> _Aim of the exercise_:
From the forum thread on passport validity for travel to Australia, return the passage word for word, beginning at the words "If you need" and stopping after "board your plane.".

> _Document excerpt_:

_ _ _

# What is Passport Validity to travel in Australia



## jbkatariya

Hi,
I hold Permanent Resident of Australia (Class VE, Sub Class 175) visa and Indian Passport which will expire on 23/10/2013.(around four months left)
Will I be allowed to enter Australia with my Passport validity less than 6 months.

Regards
Jitendra


----------



## jmcd16

I am pretty sure it's 6 months for most countries. I'd get a new one to be safe -- you're going to have to anyway. 

If you need it fast, can you pay a little extra to have it expedited?


----------



## jmcd16

Maybe not though... I can't find anything on the site about passport validity and resident return visas. They do say:

Obligations

If you change your passport after you have been granted this visa you must notify the department. If you do not provide us with details of any new or additional passport you use to travel to Australia, you are likely to experience delays when trying to re-enter Australia. For example, you may be made to wait a significant period at the airport while the matter is resolved and could even be denied permission to board your plane.

_ _ _

> _Source excerpt_:
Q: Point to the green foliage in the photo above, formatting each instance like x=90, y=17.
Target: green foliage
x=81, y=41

_ _ _

> _Exercise answer_:
If you need it fast, can you pay a little extra to have it expedited?


----------



## jmcd16

Maybe not though... I can't find anything on the site about passport validity and resident return visas. They do say:

Obligations

If you change your passport after you have been granted this visa you must notify the department. If you do not provide us with details of any new or additional passport you use to travel to Australia, you are likely to experience delays when trying to re-enter Australia. For example, you may be made to wait a significant period at the airport while the matter is resolved and could even be denied permission to board your plane.